[Extracted data entries]
%%

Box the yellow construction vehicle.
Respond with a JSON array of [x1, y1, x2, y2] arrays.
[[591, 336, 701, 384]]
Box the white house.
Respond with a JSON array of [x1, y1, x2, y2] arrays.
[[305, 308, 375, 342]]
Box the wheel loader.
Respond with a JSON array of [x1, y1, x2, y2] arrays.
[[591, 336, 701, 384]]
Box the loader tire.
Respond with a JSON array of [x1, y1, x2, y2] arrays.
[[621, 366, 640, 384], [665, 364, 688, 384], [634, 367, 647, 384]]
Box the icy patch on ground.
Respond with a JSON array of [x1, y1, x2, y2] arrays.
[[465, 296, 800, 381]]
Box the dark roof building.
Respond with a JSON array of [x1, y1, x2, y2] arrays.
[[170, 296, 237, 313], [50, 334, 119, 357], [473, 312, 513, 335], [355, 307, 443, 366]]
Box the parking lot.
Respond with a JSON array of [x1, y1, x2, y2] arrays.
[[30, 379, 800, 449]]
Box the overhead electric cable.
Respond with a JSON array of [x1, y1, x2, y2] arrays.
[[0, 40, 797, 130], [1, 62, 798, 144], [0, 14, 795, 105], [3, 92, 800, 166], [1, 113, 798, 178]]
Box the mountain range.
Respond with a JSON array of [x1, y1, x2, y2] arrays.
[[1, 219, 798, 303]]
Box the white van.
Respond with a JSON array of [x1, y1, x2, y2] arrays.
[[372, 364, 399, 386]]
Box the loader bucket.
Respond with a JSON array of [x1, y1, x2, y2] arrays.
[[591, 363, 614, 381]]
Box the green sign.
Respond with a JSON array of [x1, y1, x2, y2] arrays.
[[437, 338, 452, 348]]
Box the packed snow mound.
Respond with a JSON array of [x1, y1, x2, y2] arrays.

%%

The problem - Exactly as they appear above, give the entries again.

Response -
Box the yellow construction vehicle.
Respond with a JSON array of [x1, y1, x2, y2] arrays.
[[591, 336, 701, 384]]
Box the white house.
Respond with a JSON array of [x1, y1, x2, y2] arrays.
[[305, 308, 375, 342]]
Box the wheel loader.
Respond with a JSON array of [x1, y1, x2, y2] arrays.
[[591, 336, 701, 384]]
Box the loader tire.
Respond with a JSON array of [x1, y1, x2, y2] arrays.
[[621, 366, 640, 384], [665, 364, 688, 384], [634, 367, 647, 384]]
Box the icy patch on ground.
Respond with a JSON array of [x1, y1, x2, y2] arrays.
[[465, 296, 800, 381]]
Box the dark roof building.
Respond with a JSON array of [x1, y1, x2, y2] arrays.
[[170, 296, 237, 313], [50, 334, 119, 357], [473, 312, 513, 335], [355, 307, 443, 366]]
Box the parking lot.
Respond with a JSON array of [x1, y1, x2, y2] arrays.
[[30, 379, 800, 449]]
Box the overhead electric cable.
Respond with a JSON array of [x1, y1, x2, y2] arrays.
[[0, 40, 797, 130], [1, 62, 798, 144], [0, 14, 795, 105], [3, 92, 800, 166], [1, 113, 798, 178]]
Box the mountain range.
Respond with a JSON array of [x1, y1, x2, y2] arrays.
[[1, 219, 798, 303]]
Box the white van.
Respond with a JSON array of [x1, y1, x2, y2] arrays.
[[372, 364, 399, 386]]
Box the loader bucket.
Respond with a JSON array of [x1, y1, x2, y2] arrays.
[[591, 363, 614, 381]]
Box the green sign.
Respond with a JSON array of [x1, y1, x2, y2] arrays.
[[437, 338, 452, 348]]
Box the packed snow mound.
Respond with a JSON array of [x1, y1, x2, y2] arrays.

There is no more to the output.